━━ 所给条目 ━━
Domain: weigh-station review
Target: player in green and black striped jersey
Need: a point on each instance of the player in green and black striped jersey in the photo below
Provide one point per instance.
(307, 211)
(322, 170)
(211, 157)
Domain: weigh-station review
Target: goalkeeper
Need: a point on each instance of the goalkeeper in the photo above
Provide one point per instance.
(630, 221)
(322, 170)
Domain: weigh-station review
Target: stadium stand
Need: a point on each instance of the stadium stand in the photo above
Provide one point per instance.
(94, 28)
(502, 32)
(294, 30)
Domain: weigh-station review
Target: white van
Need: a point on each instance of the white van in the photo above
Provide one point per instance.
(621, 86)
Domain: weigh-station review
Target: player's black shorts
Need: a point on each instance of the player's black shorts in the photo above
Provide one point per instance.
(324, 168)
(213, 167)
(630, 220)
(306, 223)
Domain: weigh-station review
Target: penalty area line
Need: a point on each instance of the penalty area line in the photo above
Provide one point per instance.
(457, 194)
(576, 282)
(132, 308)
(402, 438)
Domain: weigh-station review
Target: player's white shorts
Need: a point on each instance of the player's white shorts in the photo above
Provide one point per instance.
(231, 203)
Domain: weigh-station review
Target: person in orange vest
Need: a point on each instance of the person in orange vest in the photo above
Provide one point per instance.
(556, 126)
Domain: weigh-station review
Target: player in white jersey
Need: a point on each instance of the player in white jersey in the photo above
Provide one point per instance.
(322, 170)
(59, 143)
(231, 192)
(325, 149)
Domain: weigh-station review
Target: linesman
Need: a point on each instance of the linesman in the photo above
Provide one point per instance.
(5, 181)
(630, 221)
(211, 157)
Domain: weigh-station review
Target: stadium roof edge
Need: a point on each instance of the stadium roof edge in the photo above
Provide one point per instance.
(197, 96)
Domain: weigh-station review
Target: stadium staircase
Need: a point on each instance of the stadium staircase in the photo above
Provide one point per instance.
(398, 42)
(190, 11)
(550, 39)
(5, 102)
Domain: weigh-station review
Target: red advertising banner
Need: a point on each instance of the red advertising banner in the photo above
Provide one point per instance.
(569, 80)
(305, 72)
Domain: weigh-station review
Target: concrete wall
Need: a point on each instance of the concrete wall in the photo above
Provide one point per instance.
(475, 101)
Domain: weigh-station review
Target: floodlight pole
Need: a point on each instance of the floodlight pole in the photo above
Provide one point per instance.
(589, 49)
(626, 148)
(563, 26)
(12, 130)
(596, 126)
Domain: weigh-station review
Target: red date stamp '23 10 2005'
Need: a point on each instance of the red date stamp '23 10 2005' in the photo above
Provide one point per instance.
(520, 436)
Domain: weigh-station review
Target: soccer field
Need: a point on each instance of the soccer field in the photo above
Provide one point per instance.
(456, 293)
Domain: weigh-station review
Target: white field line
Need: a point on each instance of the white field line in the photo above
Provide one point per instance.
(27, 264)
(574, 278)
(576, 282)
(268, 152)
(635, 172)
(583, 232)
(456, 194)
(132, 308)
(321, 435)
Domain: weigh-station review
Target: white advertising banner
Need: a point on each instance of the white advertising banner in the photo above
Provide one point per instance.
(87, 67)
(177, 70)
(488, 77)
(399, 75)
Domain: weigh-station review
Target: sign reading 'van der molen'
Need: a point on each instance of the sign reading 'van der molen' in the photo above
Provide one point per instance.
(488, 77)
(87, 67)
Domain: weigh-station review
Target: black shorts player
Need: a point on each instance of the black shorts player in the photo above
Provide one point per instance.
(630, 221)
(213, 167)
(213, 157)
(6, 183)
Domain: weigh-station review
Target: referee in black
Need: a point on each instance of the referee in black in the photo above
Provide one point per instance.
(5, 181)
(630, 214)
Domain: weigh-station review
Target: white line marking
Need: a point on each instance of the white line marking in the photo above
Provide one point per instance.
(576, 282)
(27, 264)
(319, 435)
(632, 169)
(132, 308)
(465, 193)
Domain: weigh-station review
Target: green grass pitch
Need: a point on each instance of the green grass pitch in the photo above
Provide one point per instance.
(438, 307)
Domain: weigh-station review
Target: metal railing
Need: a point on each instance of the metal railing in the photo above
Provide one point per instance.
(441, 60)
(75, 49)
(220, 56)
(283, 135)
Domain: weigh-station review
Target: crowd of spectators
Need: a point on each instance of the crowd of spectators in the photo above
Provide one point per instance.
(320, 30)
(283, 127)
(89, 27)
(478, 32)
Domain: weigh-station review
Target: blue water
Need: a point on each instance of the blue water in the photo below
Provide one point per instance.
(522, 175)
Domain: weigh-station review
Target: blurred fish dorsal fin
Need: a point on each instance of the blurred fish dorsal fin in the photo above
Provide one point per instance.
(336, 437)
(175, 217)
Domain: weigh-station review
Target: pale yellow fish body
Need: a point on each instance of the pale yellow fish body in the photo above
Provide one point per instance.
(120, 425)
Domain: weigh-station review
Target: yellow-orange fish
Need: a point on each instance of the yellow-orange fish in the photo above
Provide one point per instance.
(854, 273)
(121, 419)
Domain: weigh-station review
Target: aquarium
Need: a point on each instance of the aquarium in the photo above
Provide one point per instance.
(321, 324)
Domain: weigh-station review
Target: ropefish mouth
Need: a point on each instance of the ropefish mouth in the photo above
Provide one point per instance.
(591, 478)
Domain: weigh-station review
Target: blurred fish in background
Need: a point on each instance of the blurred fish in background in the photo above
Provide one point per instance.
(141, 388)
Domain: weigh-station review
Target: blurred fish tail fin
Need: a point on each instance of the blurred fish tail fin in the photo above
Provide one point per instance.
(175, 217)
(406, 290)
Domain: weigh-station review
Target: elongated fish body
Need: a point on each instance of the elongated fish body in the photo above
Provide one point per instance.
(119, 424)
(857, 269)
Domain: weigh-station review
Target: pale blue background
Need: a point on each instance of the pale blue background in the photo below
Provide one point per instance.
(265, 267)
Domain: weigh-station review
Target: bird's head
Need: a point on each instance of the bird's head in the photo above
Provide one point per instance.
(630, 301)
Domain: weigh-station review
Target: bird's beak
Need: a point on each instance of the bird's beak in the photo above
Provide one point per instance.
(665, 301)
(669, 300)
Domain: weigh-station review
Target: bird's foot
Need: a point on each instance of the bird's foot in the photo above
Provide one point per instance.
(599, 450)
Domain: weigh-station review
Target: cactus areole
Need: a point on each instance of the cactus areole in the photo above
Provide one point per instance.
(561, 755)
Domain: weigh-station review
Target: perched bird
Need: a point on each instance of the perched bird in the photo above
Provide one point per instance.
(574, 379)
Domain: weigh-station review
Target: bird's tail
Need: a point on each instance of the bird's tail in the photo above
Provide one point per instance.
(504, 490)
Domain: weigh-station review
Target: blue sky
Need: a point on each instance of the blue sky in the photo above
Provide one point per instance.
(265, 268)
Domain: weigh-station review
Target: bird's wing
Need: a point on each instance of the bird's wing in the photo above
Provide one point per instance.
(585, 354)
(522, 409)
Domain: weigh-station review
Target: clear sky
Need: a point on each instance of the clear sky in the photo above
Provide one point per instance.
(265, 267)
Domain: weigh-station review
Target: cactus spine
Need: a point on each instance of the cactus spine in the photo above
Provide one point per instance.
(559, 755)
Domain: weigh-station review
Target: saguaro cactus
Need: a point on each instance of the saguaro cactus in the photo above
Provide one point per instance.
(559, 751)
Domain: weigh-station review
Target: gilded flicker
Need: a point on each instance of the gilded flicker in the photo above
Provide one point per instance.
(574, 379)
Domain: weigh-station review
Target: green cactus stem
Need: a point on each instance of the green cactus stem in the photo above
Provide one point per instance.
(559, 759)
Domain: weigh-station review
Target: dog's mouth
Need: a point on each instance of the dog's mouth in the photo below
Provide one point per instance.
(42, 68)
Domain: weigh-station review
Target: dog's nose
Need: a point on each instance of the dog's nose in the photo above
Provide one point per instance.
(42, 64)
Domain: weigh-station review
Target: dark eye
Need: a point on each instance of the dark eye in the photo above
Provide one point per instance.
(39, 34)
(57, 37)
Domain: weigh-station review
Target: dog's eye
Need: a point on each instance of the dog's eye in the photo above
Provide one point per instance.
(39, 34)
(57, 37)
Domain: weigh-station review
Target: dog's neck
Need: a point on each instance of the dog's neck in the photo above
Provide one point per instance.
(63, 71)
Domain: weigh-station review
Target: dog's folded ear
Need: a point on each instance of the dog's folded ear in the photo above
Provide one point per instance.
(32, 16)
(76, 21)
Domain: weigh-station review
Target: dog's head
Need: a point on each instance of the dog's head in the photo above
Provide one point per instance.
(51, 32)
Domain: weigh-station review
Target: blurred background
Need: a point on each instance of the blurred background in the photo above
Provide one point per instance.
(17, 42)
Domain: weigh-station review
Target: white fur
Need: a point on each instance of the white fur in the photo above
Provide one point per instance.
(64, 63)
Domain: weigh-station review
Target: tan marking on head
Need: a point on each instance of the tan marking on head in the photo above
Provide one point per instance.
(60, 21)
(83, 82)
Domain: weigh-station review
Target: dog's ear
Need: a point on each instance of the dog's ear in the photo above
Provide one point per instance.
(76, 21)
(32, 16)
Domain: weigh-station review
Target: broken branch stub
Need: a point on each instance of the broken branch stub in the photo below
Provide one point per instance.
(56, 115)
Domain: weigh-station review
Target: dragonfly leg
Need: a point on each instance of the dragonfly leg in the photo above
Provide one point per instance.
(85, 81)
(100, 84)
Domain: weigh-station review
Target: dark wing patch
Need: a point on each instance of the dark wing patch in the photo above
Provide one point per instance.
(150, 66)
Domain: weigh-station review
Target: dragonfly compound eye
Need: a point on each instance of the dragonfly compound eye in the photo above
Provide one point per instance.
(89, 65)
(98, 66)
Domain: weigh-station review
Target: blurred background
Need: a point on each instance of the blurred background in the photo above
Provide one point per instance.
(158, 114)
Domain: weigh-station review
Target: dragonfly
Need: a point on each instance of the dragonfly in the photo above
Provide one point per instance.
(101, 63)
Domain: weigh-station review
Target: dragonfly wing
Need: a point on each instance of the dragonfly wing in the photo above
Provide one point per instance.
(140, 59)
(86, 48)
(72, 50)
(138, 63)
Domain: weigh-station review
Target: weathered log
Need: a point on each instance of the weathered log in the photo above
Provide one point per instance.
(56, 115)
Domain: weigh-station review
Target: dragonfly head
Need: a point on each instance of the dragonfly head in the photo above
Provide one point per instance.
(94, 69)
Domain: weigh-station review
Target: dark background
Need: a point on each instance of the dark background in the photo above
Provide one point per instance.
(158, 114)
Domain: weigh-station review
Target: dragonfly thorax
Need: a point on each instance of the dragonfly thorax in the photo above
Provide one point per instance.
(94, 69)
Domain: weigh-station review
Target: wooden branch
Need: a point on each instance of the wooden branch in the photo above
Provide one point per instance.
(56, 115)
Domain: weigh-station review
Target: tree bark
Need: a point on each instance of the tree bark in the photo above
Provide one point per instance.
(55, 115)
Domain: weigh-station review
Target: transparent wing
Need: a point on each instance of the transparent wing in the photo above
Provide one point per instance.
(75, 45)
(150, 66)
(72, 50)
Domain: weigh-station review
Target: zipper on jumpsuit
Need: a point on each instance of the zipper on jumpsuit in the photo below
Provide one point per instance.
━━━
### 练习说明:
统计上面的条目中有多少行含有单词“player”，只写出数字。

### 参考答案:
10